| What the task asks |
Only the final stretch of the data is wanted: reproduce the line containing "Target: camouflage trousers" and each line after it, exactly.

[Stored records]
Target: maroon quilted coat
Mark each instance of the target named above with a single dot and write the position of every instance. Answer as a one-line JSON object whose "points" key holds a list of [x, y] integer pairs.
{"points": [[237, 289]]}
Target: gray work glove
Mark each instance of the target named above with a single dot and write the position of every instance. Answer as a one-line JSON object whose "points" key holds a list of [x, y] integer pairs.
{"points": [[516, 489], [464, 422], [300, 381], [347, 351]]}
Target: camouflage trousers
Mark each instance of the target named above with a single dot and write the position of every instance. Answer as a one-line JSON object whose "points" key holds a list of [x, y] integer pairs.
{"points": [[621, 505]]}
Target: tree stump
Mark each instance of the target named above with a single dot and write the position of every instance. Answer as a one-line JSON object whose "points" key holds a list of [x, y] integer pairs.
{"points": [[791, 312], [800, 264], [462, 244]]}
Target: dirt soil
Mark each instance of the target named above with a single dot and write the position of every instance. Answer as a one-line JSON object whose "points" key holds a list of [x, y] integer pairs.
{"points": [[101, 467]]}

| Your solution |
Target: camouflage trousers
Mark each instance of the target named above with a single dot and write the position of every instance. Answer as a one-line JSON object whose "points" key holds a list of [x, y] integer pairs.
{"points": [[621, 505]]}
Target: tree stump
Mark each instance of the target named above with a single dot and write the position of every instance. Answer as a one-line JSON object whose "points" key holds a list of [x, y] integer pairs.
{"points": [[791, 312], [800, 264], [462, 244]]}
Target: dirt soil
Mark each instance of the target named above with a single dot and write the position of every instance. Answer as a one-line JSON object whose "points" key holds a list of [x, y] integer pairs.
{"points": [[101, 467]]}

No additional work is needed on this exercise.